● **Required task**: Copy every one of the following items word for word, keeping each line as it appears.

--- Begin Records shown ---

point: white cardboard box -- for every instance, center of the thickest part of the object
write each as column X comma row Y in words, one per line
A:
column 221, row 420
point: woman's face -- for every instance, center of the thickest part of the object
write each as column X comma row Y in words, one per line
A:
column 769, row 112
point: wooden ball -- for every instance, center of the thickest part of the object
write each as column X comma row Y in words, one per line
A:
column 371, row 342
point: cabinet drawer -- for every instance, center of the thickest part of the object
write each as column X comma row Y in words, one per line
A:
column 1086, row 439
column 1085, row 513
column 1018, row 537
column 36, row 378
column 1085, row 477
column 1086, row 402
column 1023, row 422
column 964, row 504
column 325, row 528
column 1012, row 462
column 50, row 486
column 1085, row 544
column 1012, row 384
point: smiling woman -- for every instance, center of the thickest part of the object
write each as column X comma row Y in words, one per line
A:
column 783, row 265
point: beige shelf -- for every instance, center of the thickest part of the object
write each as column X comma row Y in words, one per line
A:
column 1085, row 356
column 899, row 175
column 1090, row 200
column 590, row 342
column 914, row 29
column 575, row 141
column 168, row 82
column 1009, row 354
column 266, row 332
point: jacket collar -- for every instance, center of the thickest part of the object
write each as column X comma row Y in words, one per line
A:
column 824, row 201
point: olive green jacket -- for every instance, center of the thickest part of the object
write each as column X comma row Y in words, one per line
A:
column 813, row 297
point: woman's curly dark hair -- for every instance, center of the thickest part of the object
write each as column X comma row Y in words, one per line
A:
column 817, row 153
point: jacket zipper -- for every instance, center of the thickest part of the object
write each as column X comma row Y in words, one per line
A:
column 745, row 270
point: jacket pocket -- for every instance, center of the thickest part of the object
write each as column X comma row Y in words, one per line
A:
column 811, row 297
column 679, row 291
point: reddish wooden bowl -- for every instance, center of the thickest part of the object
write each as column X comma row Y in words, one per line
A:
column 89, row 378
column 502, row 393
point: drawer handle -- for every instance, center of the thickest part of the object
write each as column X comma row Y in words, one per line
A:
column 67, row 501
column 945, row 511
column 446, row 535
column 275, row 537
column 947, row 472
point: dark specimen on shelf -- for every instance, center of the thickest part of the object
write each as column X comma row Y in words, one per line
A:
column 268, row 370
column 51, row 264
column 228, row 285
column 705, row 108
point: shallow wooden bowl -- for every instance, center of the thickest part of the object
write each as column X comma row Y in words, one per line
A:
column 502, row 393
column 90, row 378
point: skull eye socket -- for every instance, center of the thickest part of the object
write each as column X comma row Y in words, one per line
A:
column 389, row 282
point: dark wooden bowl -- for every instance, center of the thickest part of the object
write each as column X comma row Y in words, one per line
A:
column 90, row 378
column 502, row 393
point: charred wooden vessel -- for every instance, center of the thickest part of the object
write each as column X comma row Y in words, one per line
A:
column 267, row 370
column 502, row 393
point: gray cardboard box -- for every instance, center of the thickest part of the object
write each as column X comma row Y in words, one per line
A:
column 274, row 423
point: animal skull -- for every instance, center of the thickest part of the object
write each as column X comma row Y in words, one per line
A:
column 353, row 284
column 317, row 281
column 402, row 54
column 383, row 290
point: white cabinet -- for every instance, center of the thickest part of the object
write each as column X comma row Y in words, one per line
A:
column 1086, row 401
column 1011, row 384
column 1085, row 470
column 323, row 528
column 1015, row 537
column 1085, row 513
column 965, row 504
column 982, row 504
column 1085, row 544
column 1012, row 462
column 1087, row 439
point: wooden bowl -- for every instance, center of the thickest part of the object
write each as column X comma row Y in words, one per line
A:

--- End Records shown ---

● **Answer for this exercise**:
point: white cardboard box -- for every instance, center of the thickest part of the object
write each as column X comma row Y in words, one per line
A:
column 221, row 420
point: woman's face -- for every instance, center of the thickest part of the object
write each as column X comma row Y in words, one per line
A:
column 769, row 112
point: wooden ball -- for every instance, center of the thickest part of the object
write each as column X comma row Y in words, one per line
A:
column 371, row 342
point: cabinet drawer -- for every instance, center of the thickest part of the object
write each as column X comma row Y in words, one per line
A:
column 1086, row 439
column 1085, row 513
column 1018, row 537
column 36, row 378
column 1085, row 477
column 1086, row 402
column 1023, row 422
column 964, row 504
column 325, row 528
column 1012, row 462
column 50, row 486
column 1085, row 544
column 1012, row 384
point: smiling woman -- for every instance, center of the thickest part of the object
write each as column X comma row Y in words, one per line
A:
column 783, row 265
point: beige shelf -- for every instance, center of the thickest part of the object
write each as column X comma row Y in words, one per line
A:
column 1085, row 356
column 899, row 175
column 1090, row 200
column 590, row 342
column 914, row 29
column 575, row 141
column 168, row 82
column 1009, row 354
column 266, row 332
point: jacket collar -- for every instance, center of the thickest part of the object
write each as column X comma row Y in words, one per line
A:
column 824, row 201
point: olive green jacket -- for every instance, center of the thickest part of the object
write each as column X comma row Y in words, one per line
A:
column 813, row 297
point: woman's curly dark hair -- for every instance, center of the thickest part of the object
write each as column X comma row Y in words, one per line
A:
column 817, row 153
point: jacket zipper -- for every instance, center of the thickest part of the object
write each as column X comma row Y in words, one per line
A:
column 745, row 270
point: jacket pocket -- for every instance, center of the thickest part of the object
write each as column X comma row Y in words, one per line
A:
column 811, row 297
column 679, row 291
point: reddish wooden bowl -- for every instance, center of the thickest part of the object
write each as column X comma row Y in words, one per line
A:
column 89, row 378
column 502, row 393
point: drawer handle -- for every instance, center of the thickest part of the object
write each as column X comma row Y in words, one per line
A:
column 67, row 501
column 945, row 511
column 446, row 535
column 275, row 537
column 947, row 472
point: dark specimen on shelf -- for every instance, center of the thickest part of the object
write each as column X comma row Y in words, one per line
A:
column 268, row 370
column 51, row 264
column 228, row 285
column 705, row 108
point: shallow wooden bowl -- for every instance, center of the thickest part of the object
write each as column X comma row Y in words, one per line
A:
column 502, row 393
column 90, row 378
point: skull eye socket -- for every instance, center of the thickest part of the object
write each as column X comma row Y in words, one per line
A:
column 389, row 282
point: dark wooden bowl -- for every instance, center of the thickest part of the object
write each as column X comma row Y in words, one per line
A:
column 90, row 378
column 502, row 393
point: charred wooden vessel -- for every instance, center of the thickest part of the object
write each as column X comma row Y in words, one per line
A:
column 267, row 370
column 502, row 393
point: gray cardboard box -- for every instance, center of the thickest part of the object
write each as column X comma row Y in words, one per line
A:
column 274, row 423
point: animal skull -- for every instance, center of the thickest part of the object
write each as column X comma row Y in words, one per line
A:
column 353, row 284
column 317, row 281
column 402, row 54
column 383, row 290
point: white cabinet -- for every instance, center of the thickest part of the object
write each as column X comma row Y in words, one per line
A:
column 1086, row 401
column 1011, row 384
column 1085, row 470
column 323, row 528
column 1015, row 537
column 1085, row 513
column 965, row 504
column 982, row 504
column 1085, row 544
column 1012, row 462
column 1087, row 439
point: wooden bowl -- for every instance, center of the thickest part of the object
write each as column X comma row Y in words, one per line
A:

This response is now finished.